BLOQUE DE TEXTO:
▽

Nunca se dejó tentar por el canto de sirenas del negocio, que le pedía hits y él le daba arte,
ni por los ruegos de sus fans que, en una ceremonia que se repitió hasta el cansancio, iban con el
sueño de escuchar esa canción, la única, la irrepetible, la perfecta, que siempre habían querido
escuchar en vivo y que nunca había tocado. Sus gritos, que con el correr de los años se
convirtieron en parte de la misa de sus recitales, fueron escuchados claramente, pero jamás
complacidos.
Ese era acaso el juego que más le gustaba y que mejor jugaba el Flaco. Y a sus fans, a sus
acólitos, a esa legión que el viernes por la noche obligó a que en las boleterías del estadio de
Vélez Sarsfield, el lugar elegido para el gran show de Las Bandas Eternas, se colgara el cartel de
“localidades agotadas”. Así, 37 mil soñadores cumplieron de una vez y para siempre con
un anhelo largamente acariciado: escuchar los temas que siempre habían querido, todos y cada uno;
increíblemente.
Spinetta, brillante sobre el mic, fue el maestro de ceremonias, la estrella, el amigo. Al filo
de los 60 años, prodigó una energía incontenible, desbordante, por momentos agotadora. No porque su
lista de temas, ésa que había sido imperio de su única y caprichosa voluntad hasta esa noche, fuera
extenuante sino porque tocó y cantó durante cinco horas y media, un maratón que ni el cuerpo mejor
entrenado puede soportar sin sentir el esfuerzo. Salvo el suyo, claro, que es delgado y flexible
como un junco silvestre.

△

Extracto de un conjunto de datos:
▽

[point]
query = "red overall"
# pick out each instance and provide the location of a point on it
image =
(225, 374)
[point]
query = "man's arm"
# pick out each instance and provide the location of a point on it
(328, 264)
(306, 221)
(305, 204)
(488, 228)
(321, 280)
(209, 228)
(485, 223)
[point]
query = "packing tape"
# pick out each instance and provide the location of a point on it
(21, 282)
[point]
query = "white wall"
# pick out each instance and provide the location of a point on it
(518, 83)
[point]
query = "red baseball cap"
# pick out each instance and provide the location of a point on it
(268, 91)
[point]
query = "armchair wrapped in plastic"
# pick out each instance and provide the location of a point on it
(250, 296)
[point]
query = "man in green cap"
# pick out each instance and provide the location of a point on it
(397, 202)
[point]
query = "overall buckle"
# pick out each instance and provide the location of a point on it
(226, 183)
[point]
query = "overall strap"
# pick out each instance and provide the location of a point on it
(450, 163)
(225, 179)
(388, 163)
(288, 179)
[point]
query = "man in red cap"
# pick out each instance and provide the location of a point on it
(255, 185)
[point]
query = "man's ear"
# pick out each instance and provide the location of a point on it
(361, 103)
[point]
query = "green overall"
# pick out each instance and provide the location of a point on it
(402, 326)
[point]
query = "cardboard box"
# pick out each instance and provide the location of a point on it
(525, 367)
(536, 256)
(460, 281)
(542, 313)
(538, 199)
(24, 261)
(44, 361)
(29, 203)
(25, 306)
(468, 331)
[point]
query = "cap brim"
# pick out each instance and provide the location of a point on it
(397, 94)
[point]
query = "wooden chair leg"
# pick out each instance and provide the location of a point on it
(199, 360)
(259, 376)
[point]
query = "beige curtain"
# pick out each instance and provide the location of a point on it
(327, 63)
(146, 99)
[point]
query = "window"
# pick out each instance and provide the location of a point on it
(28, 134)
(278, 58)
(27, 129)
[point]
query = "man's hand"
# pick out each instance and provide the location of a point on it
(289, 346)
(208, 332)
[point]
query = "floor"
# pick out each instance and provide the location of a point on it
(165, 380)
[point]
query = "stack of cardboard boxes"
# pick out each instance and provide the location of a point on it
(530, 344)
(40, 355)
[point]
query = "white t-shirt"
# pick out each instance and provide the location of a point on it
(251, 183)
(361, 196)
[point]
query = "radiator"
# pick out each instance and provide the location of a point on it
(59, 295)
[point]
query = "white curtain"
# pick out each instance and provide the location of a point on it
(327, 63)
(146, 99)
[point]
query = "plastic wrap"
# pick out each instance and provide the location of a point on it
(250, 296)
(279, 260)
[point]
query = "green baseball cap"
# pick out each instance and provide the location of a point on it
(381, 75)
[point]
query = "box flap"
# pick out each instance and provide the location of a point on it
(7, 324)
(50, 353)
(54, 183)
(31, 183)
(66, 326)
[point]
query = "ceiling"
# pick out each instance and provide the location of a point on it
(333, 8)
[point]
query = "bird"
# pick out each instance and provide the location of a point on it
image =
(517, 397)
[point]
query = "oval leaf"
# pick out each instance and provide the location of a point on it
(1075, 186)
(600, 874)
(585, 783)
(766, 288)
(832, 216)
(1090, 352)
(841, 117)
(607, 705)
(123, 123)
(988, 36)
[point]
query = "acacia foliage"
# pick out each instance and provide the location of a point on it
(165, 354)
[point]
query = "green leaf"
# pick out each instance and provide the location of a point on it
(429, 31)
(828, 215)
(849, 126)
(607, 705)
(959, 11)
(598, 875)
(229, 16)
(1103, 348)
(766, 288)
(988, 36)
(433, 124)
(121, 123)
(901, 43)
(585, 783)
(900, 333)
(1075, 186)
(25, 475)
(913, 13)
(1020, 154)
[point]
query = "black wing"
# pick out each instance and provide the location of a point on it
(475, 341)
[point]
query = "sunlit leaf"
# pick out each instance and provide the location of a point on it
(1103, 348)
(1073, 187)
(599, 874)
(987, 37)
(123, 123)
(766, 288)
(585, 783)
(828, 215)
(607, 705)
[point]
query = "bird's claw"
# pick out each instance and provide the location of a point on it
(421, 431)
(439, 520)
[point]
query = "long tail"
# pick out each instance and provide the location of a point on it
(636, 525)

△

CONSIGNA DE TRABAJO: Reproduce íntegro y sin ningún cambio el texto de arriba sobre el recital de Spinetta en Vélez Sarsfield.

SOLUCIÓN PROPUESTA:
Nunca se dejó tentar por el canto de sirenas del negocio, que le pedía hits y él le daba arte,
ni por los ruegos de sus fans que, en una ceremonia que se repitió hasta el cansancio, iban con el
sueño de escuchar esa canción, la única, la irrepetible, la perfecta, que siempre habían querido
escuchar en vivo y que nunca había tocado. Sus gritos, que con el correr de los años se
convirtieron en parte de la misa de sus recitales, fueron escuchados claramente, pero jamás
complacidos.
Ese era acaso el juego que más le gustaba y que mejor jugaba el Flaco. Y a sus fans, a sus
acólitos, a esa legión que el viernes por la noche obligó a que en las boleterías del estadio de
Vélez Sarsfield, el lugar elegido para el gran show de Las Bandas Eternas, se colgara el cartel de
“localidades agotadas”. Así, 37 mil soñadores cumplieron de una vez y para siempre con
un anhelo largamente acariciado: escuchar los temas que siempre habían querido, todos y cada uno;
increíblemente.
Spinetta, brillante sobre el mic, fue el maestro de ceremonias, la estrella, el amigo. Al filo
de los 60 años, prodigó una energía incontenible, desbordante, por momentos agotadora. No porque su
lista de temas, ésa que había sido imperio de su única y caprichosa voluntad hasta esa noche, fuera
extenuante sino porque tocó y cantó durante cinco horas y media, un maratón que ni el cuerpo mejor
entrenado puede soportar sin sentir el esfuerzo. Salvo el suyo, claro, que es delgado y flexible
como un junco silvestre.